● EXERCISE PASSAGE
——

Although milling is not terribly complex conceptually, adhering to good operating procedures is essential. “We too frequently learn that customers have bought a used mill but not the operator’s manual, and they end up damaging the unit or cannot achieve their size-reduction goals because they don’t understand the unit,” says Greg Boyer, marketing manager at Hosokawa Micron Powder Systems (Summit, NJ).

Users should also inspect mills/grinders periodically for wear or damage. How frequently? “There’s no blanket answer to that question,” Boyer acknowledges. A pharmaceutical grinder might require cleaning several times per day to ensure sanitation, or it might need to be shut down in order to inspect for sample quality. By contrast, a unit grinding rock samples might be cleaned less frequently but checked for damage more often. Usage patterns also dictate more- or less-frequent inspection and cleaning practices, Boyer adds.

——

● GIVEN DATA
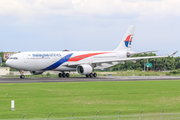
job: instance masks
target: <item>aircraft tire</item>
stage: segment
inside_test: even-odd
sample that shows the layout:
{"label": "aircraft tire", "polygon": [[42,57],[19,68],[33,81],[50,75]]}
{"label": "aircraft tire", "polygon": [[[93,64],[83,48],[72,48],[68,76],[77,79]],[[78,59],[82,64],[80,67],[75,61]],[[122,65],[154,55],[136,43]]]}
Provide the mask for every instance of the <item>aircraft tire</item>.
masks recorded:
{"label": "aircraft tire", "polygon": [[65,77],[66,77],[66,74],[65,74],[65,73],[63,73],[63,74],[62,74],[62,77],[64,77],[64,78],[65,78]]}
{"label": "aircraft tire", "polygon": [[25,78],[25,76],[24,76],[24,75],[20,75],[20,78],[21,78],[21,79],[24,79],[24,78]]}
{"label": "aircraft tire", "polygon": [[66,73],[66,77],[68,78],[70,75],[69,75],[69,73]]}
{"label": "aircraft tire", "polygon": [[92,73],[90,73],[90,74],[89,74],[89,77],[90,77],[90,78],[92,78],[92,77],[93,77],[93,74],[92,74]]}
{"label": "aircraft tire", "polygon": [[62,77],[62,74],[61,74],[61,73],[59,73],[59,74],[58,74],[58,76],[59,76],[59,78],[61,78],[61,77]]}
{"label": "aircraft tire", "polygon": [[96,73],[94,73],[94,74],[93,74],[93,76],[94,76],[94,77],[97,77],[97,74],[96,74]]}

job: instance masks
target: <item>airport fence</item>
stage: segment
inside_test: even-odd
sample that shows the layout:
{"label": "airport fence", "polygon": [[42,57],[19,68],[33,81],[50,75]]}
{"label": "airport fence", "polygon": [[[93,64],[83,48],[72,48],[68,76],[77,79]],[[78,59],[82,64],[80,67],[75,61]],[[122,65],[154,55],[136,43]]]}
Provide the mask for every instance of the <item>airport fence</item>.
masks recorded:
{"label": "airport fence", "polygon": [[[52,118],[51,118],[52,117]],[[47,118],[33,118],[25,119],[23,115],[20,119],[0,119],[0,120],[180,120],[180,113],[159,113],[159,114],[139,114],[139,115],[114,115],[114,116],[84,116],[84,117],[71,117],[66,118],[53,118],[48,115]]]}

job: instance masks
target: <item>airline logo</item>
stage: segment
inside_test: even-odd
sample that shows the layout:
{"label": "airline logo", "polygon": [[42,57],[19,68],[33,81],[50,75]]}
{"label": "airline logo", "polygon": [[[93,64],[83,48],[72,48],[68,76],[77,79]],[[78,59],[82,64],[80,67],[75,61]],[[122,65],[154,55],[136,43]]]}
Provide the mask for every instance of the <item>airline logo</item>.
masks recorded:
{"label": "airline logo", "polygon": [[133,39],[133,35],[128,35],[126,40],[124,40],[126,47],[128,47],[128,48],[131,47],[132,39]]}

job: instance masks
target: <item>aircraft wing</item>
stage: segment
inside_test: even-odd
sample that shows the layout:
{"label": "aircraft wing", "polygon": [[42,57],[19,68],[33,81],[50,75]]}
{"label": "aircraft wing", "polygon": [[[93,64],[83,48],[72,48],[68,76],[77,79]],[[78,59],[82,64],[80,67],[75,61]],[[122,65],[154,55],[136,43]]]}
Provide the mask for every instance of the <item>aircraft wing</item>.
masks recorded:
{"label": "aircraft wing", "polygon": [[101,63],[112,63],[112,62],[124,62],[124,61],[135,61],[140,59],[150,59],[150,58],[163,58],[163,57],[170,57],[177,53],[178,51],[174,52],[171,55],[164,55],[164,56],[147,56],[147,57],[132,57],[132,58],[122,58],[122,59],[110,59],[110,60],[100,60],[100,61],[89,61],[89,62],[72,62],[68,63],[68,66],[74,65],[81,65],[81,64],[101,64]]}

——

● WHAT THIS TASK INVOLVES
Transcribe everything in the passage on mill operation and upkeep, from "Although milling is" down to "Systems (Summit, NJ).".

● OUTPUT OF THE EXERCISE
Although milling is not terribly complex conceptually, adhering to good operating procedures is essential. “We too frequently learn that customers have bought a used mill but not the operator’s manual, and they end up damaging the unit or cannot achieve their size-reduction goals because they don’t understand the unit,” says Greg Boyer, marketing manager at Hosokawa Micron Powder Systems (Summit, NJ).